El material -
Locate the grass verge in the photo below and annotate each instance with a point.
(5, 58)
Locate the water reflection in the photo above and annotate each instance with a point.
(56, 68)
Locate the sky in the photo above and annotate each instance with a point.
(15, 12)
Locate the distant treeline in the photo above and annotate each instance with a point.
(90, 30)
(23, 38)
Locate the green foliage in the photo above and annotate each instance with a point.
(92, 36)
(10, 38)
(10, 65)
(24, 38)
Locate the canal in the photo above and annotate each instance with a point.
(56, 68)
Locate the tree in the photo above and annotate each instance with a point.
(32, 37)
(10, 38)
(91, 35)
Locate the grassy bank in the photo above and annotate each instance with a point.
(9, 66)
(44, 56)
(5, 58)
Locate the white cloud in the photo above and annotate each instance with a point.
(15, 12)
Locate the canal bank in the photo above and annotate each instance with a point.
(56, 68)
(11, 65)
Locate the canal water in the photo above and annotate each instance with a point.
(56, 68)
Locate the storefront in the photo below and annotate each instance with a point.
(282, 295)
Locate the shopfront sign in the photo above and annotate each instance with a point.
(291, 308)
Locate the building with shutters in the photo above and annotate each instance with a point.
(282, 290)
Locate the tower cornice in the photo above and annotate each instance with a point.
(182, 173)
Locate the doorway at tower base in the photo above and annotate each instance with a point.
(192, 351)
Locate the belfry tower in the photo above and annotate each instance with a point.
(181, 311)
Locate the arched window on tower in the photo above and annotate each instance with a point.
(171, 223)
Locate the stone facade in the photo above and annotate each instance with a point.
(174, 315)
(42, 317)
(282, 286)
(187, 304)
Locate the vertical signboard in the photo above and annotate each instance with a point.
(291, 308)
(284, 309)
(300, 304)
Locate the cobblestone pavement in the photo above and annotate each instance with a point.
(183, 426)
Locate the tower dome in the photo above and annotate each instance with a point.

Desafío -
Vuelve a escribir todas las líneas, sin omitir ninguna, del tramo que va desde la línea que contiene "Locate the vertical" hasta el final del material, ambos extremos incluidos. Suma -24 a cada número de las coordenadas de las respuestas.

Respuesta escrita -
Locate the vertical signboard in the photo above and annotate each instance with a point.
(267, 284)
(260, 285)
(276, 280)
Locate the cobblestone pavement in the photo above and annotate each instance with a point.
(159, 402)
Locate the tower dome in the photo above and annotate each instance with a point.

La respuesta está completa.